Tasks to perform ▸
A – Say whether each statement agrees with the film review text, answering yes or no and quoting the words of the review that decide it. (i) The film made money for MGM. (ii) Bosley Crowther reviewed the film in The New York Times. (iii) A derringer figures in the film.
B – Return the passage of the film review starting at "There’s an upper" and ending at "a good example.", with no change to its wording.
C – Write the next part of the film review, carrying on from its final line.

Page text ▸
━━━━━━━━
Passenger Will Wright (far left) and Percy Helton (far right)

 

Small guns play a key part, including a proper derringer, so that sends the film up in my estimation.

 

There’s an upper open window in Baltimore that makes you think of Dallas.

 

Anthony Mann loved stories about a journey, a journey in which the central character(s) change and develop as they move through space and time. This is a good example.

 

Noir enough for you?

 

The film bombed at the box office, resulting in a loss to MGM of $608,000 according to studio records, so that was a disappointment. That may have been partially due to the critical reception. Bosley Crowther in The New York Times called it a “moth-eaten melodrama” and a “preposterous yarn”. He added, “There is no basis other than legend for the silly murder plot unfolded here.” Not the only time Crowther got it wrong.

 

Biff!
━━━━━━━━
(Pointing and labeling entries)

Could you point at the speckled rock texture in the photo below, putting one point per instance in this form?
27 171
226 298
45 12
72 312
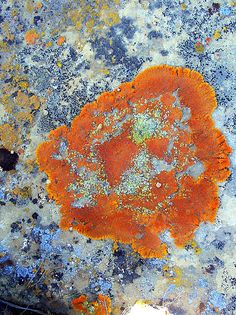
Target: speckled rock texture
57 56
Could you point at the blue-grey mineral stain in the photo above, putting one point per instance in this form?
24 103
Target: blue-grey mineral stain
42 267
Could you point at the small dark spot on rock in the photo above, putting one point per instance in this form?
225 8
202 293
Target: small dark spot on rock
8 160
16 227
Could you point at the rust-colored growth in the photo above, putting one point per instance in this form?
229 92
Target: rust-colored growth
140 160
100 307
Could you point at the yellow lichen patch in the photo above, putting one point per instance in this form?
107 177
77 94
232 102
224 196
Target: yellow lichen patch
100 307
110 18
31 37
8 136
24 85
101 13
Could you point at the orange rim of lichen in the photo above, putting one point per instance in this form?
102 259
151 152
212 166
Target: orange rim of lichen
100 307
197 199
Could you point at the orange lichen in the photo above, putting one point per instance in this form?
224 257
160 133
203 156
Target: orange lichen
31 37
140 160
100 307
61 40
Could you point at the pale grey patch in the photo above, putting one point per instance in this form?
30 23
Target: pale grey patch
186 114
81 202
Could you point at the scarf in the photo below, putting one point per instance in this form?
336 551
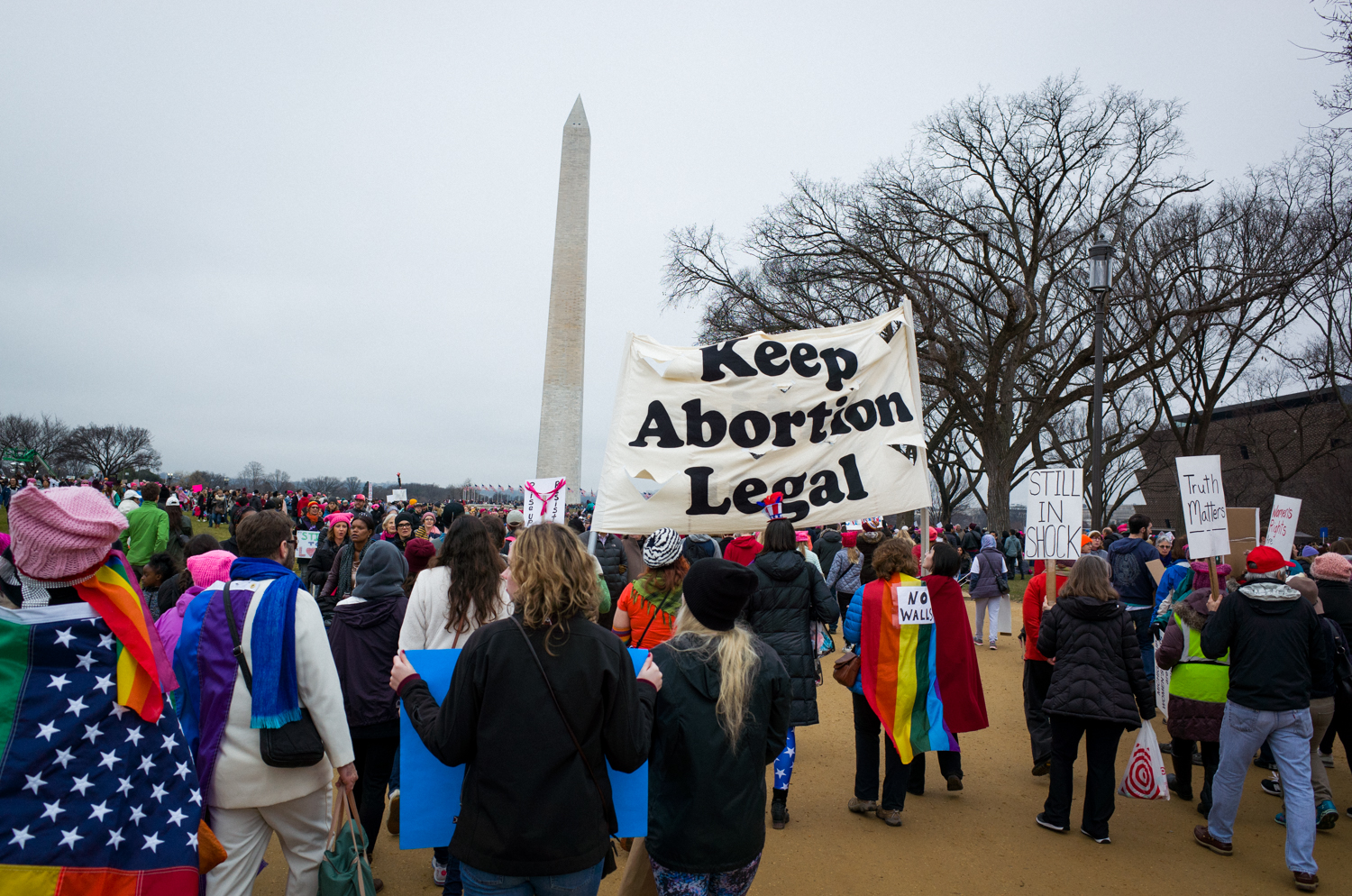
━━━━━━━━
Answers given ▸
A –
(i) No: "resulting in a loss to MGM of $608,000 according to studio records"
(ii) Yes: "Bosley Crowther in The New York Times called it a “moth-eaten melodrama”"
(iii) Yes: "Small guns play a key part, including a proper derringer"

B –
There’s an upper open window in Baltimore that makes you think of Dallas.

 

Anthony Mann loved stories about a journey, a journey in which the central character(s) change and develop as they move through space and time. This is a good example.

C –
 

As was often the case with Mann’s work, initial ho-hum reception has gradually built to a greater appreciation. Richard Brody in The New Yorker (this century) said, “Director Anthony Mann fleshes out the intricate story with vigorous and subtle attention to its disparate elements—political, psychological, and brutal.” Dennis Schwartz said, “Mann’s strong direction keeps things taut, fast-paced, very well-detailed and nail-biting.”

 

Probably not a Western in the true sense, more of a historical noir, it’s maybe Western enough, and it’s a good film, well worth a watch.